→ **Задания**:
1) Обновите часть фрагмента о Екатеринбурге: перепишите текст, начиная со слов «В остальном здесь на первый» и до слов «на торопливо выкрашенных фасадах.» включительно, заменив «мультиплексы» на «кинокомплексы».
2) Что, согласно фрагменту о Екатеринбурге, растет на горизонте после того, как новое уходит в небытие?

→ **Фрагмент страницы**:
──────────

В остальном здесь на первый взгляд так же, как и везде. В обилии представлены громоздкие мультиплексы в моллах. Закрыты еще не все старые, советского образца, кинотеатры — порой, как и в былые времена, с трогательными рисованными плакатами на торопливо выкрашенных фасадах.

Вообще, вряд ли в екатеринбургской культурной жизни найдется нечто такое, чего не отыскать в обеих российских столицах. Как правило, появление чего-то принципиально нового здесь — вопрос коммерческого риска исключительно. Добрый знак можно постараться разглядеть хотя бы в том, что местные энтузиасты хоть изредка, но готовы пойти на эксперименты, в принципе не предназначенные для масс, но тем не менее не исключающие больших надежд. Надежды, как водится, быстро рушатся, новое уходит в небытие, а на горизонте растет очередной торговый комплекс. Но, может быть, так кажется только потому, что жизнь большого города принято рассматривать в крупных масштабах. Хотя, если озадачиться поиском по-настоящему интересного, придется скрупулезно исследовать его под лупой. Или надеть волшебные очки.

──────────

→ **Данные об указывающих выражениях**:
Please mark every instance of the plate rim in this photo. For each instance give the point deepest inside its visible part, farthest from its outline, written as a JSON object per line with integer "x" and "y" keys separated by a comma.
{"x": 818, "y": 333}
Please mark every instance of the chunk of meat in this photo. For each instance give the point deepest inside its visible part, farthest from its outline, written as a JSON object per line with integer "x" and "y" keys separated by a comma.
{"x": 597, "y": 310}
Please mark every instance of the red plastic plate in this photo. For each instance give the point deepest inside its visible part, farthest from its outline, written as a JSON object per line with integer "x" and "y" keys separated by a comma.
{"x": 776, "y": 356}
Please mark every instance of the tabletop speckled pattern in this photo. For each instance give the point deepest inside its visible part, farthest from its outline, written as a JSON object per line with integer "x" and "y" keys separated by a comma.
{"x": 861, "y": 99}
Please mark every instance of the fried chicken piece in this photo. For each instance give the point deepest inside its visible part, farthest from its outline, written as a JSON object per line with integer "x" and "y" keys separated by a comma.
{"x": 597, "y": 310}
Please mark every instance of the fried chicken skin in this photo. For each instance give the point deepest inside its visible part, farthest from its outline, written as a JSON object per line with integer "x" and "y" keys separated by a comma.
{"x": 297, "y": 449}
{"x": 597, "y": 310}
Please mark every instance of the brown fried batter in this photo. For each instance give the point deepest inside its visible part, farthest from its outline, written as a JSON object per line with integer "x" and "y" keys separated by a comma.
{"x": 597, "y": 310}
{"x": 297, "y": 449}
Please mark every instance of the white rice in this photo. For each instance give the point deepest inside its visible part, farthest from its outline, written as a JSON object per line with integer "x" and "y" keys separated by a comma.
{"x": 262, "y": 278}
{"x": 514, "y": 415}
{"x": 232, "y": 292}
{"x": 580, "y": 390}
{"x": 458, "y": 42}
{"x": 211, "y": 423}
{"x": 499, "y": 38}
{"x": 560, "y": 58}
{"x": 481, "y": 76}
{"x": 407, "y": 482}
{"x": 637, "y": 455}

──────────

→ **Ответы**:
1)
В остальном здесь на первый взгляд так же, как и везде. В обилии представлены громоздкие кинокомплексы в моллах. Закрыты еще не все старые, советского образца, кинотеатры — порой, как и в былые времена, с трогательными рисованными плакатами на торопливо выкрашенных фасадах.

2) Очередной торговый комплекс.